_WHAT NEEDS TO BE DONE:_ The expected output is the complete listing, copied exactly.

_DATA FOR THIS TASK:_
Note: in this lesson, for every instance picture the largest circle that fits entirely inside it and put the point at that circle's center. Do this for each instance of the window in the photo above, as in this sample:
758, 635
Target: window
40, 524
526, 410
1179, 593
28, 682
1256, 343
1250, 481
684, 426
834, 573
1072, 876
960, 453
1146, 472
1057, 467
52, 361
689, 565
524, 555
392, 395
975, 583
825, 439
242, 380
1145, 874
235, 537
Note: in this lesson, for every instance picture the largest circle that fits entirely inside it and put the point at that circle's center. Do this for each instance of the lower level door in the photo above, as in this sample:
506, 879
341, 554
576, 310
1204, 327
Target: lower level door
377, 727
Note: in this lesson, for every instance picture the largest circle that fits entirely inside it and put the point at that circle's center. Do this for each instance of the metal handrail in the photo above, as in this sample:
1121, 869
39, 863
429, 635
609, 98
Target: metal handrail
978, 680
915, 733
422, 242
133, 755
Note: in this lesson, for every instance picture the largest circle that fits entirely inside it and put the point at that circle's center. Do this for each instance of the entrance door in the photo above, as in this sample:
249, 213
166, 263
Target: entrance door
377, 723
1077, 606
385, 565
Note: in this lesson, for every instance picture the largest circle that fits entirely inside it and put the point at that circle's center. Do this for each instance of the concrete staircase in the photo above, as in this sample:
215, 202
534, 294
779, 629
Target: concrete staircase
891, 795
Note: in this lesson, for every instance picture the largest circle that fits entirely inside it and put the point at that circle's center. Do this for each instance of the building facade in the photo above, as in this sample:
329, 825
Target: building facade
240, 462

_EXERCISE RESPONSE:_
Note: in this lesson, for every instance picture the largest circle that fits entirely inside it and put the point at that circle's center. Do this for each instance of the window in the photo above, as in this sample:
758, 635
Target: window
40, 524
526, 410
1179, 593
28, 682
1256, 343
1250, 481
684, 426
834, 573
1072, 876
960, 453
1146, 472
1057, 467
52, 361
689, 565
524, 555
392, 395
975, 583
825, 439
242, 380
1145, 874
235, 537
Note: in this lesson, for every instance picture the largest circle that fits entirely inside it and put the point at that circle's center. Do this for each instance of the lower level door in the photo above, as in this sample:
506, 879
341, 554
576, 310
1204, 327
Target: lower level door
377, 727
Note: in this lesson, for every instance picture the largest circle that fits entirely inside it and put the point at that circle's center. Do this for each instance of the metal handrail in the photo above, as in this sample:
1121, 869
39, 863
429, 635
609, 98
Target: metal handrail
978, 680
915, 733
422, 242
133, 755
Note: in this lesson, for every instance picture the largest circle that fits entirely inside it and put the point at that circle's center. Do this for each instance of the entrance door in the photo above, as in this sample:
249, 213
166, 263
Target: entrance door
377, 723
1077, 606
385, 565
Note: in this lesson, for every instance picture the largest circle that fits entirely inside it and put the point at that circle's center. Do this for each instance of the concrete staircase in the photo above, as in this sample:
215, 202
534, 294
779, 629
Target: concrete staircase
891, 795
Note: in this lesson, for every instance picture the largest circle that fits entirely inside it and put the point at that circle's center. Do this for each instance of the building facade in the photo above, as in this sample:
329, 825
Target: building facade
240, 462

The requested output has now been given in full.